■ Request:
Update the listing below by replacing "single dot" with "single point" wherever it appears. Leave everything else unchanged.

[Extracted data entries]
■ ■ ■ ■

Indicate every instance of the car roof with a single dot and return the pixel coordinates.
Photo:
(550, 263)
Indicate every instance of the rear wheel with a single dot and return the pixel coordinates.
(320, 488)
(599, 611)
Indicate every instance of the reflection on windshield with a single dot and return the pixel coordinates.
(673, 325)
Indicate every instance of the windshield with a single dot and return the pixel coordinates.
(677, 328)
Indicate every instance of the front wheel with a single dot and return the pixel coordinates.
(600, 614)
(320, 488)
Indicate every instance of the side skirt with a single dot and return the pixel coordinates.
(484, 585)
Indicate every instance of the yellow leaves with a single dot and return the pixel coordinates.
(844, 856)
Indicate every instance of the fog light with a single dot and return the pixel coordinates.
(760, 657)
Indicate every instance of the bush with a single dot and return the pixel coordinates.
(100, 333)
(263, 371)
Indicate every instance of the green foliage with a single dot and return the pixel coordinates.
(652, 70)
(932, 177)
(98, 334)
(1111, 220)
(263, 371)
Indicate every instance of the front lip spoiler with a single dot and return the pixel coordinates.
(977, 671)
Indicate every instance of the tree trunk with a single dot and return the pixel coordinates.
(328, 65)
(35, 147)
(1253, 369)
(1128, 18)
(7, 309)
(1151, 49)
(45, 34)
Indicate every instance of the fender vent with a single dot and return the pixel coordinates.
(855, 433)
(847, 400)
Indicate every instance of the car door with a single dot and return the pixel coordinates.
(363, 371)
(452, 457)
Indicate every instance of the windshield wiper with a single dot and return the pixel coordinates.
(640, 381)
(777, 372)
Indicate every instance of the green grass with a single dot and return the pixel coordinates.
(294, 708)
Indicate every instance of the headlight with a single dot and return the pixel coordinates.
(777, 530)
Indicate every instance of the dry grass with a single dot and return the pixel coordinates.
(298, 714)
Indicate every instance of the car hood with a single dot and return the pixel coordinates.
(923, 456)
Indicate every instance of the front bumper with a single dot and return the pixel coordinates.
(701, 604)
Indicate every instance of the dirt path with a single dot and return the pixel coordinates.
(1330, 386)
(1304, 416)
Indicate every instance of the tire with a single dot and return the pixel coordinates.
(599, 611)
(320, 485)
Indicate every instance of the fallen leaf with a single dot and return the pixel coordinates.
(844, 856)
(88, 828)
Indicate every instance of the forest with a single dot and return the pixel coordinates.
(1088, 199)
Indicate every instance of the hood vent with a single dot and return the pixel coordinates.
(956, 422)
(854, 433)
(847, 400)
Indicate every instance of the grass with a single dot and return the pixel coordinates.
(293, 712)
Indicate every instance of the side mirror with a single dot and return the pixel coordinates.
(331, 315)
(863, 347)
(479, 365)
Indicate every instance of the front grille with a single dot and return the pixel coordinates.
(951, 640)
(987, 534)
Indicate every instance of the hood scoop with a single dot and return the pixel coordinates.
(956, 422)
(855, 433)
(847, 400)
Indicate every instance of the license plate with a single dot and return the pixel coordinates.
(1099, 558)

■ ■ ■ ■

■ Task solution:
Indicate every instance of the car roof with a single point and return the pixel coordinates.
Photo:
(550, 263)
Indicate every instance of the rear wheel with a single point and return the pixel coordinates.
(320, 488)
(599, 611)
Indicate every instance of the reflection on windshield with a single point and return the pixel coordinates.
(673, 325)
Indicate every instance of the windshield with a single point and return the pixel coordinates.
(677, 328)
Indicate every instance of the front wheel with a single point and return the pixel coordinates.
(600, 614)
(320, 488)
Indicate every instance of the side skirt with a single point and return the pixel coordinates.
(484, 585)
Indicate every instance of the yellow leaves with a single point and return the pixel coordinates.
(844, 856)
Indicate every instance of the fog light with a single point and return the pixel coordinates.
(760, 657)
Indicate every instance of the bush with a single point and return the pixel coordinates.
(100, 333)
(263, 371)
Indicate every instance of the green foliage with a single point and return the pixel coordinates.
(652, 70)
(932, 177)
(98, 334)
(1111, 220)
(263, 371)
Indicate every instance of the front lip spoiler with a single point and return the pixel coordinates.
(977, 671)
Indicate every instance of the tree trunk with a single point and return the pixel coordinates.
(328, 65)
(35, 147)
(1253, 369)
(1128, 18)
(7, 309)
(1151, 49)
(45, 34)
Indicate every instance of the fender vent with a single point and return the pixel coordinates.
(855, 433)
(847, 400)
Indicate every instance of the car door with a single point and return the pixel coordinates.
(363, 371)
(452, 457)
Indicate every instance of the windshield wiper with a single point and return the pixel coordinates.
(640, 381)
(777, 372)
Indicate every instance of the green grass with a single point and return the pixel coordinates.
(294, 708)
Indicate every instance of the headlight with a single point and return the pixel coordinates.
(777, 530)
Indicate every instance of the dry grass with a single point and return the pixel coordinates.
(298, 714)
Indicate every instance of the car hood with a single point and return the pixel coordinates.
(923, 456)
Indicate every instance of the front bumper with a single point and return the pixel coordinates.
(701, 604)
Indicate every instance of the dirt path with a single point and return the pixel coordinates.
(1330, 386)
(1304, 416)
Indicate every instance of the tire with a single point and return the pixel coordinates.
(599, 611)
(320, 485)
Indicate every instance of the fallen leaf with a single point and return the pixel coordinates.
(844, 856)
(88, 828)
Indicate every instance of the forest with a single point and return the pixel coordinates.
(1088, 199)
Indicate every instance of the hood vent with a single point and return the pixel coordinates.
(956, 422)
(854, 433)
(847, 400)
Indicate every instance of the grass with a single point and return the pixel coordinates.
(293, 712)
Indicate every instance of the side mirror with a single point and return the pixel coordinates.
(331, 315)
(863, 347)
(479, 365)
Indicate every instance of the front grille with a single point and return the pixel coordinates.
(951, 640)
(987, 534)
Indicate every instance of the hood scoop with a single point and return the pixel coordinates.
(956, 422)
(855, 433)
(847, 400)
Indicate every instance of the license plate with a single point and return the pixel coordinates.
(1099, 558)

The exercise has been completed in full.